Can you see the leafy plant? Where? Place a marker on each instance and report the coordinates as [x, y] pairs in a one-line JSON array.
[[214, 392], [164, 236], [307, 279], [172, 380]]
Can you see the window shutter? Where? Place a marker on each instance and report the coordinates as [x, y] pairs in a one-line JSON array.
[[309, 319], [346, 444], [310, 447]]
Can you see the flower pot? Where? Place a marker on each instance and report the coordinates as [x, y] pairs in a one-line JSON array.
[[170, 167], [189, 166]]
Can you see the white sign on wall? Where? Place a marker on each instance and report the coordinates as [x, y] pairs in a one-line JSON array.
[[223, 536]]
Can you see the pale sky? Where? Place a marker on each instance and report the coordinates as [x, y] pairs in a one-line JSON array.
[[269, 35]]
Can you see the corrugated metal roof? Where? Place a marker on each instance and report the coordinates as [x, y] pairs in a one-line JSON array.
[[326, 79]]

==========

Try it:
Could you write out the full data verbatim?

Answer box:
Can you see the leafy plant? Where? Place a marker on each instance and report the coordinates as [x, y] pairs in a one-line JSON array.
[[214, 392], [164, 236], [307, 279], [172, 380]]
Can you see the window shutter? Where? Place a marker on each instance and report the coordinates as [x, y] pairs in a one-line JSON array.
[[309, 319], [346, 444], [310, 447]]
Can you see the flower pot? Where? Place a marker on each instance and report the coordinates as [x, y] pairs in a one-line JSON array.
[[170, 167], [189, 166]]
Can you see the white sign on wall? Where? Place a marker on each instance and report the coordinates as [x, y] pairs in a one-line JSON array.
[[223, 536]]
Can you see the pale sky? Where? Place a marker on each instance and report the coordinates as [x, y] pairs in a one-line JSON array.
[[269, 35]]
Can you see the corrugated metal roof? Where? Place a marker on each instance and report the coordinates as [x, y] pairs in a one-line JSON array.
[[326, 79]]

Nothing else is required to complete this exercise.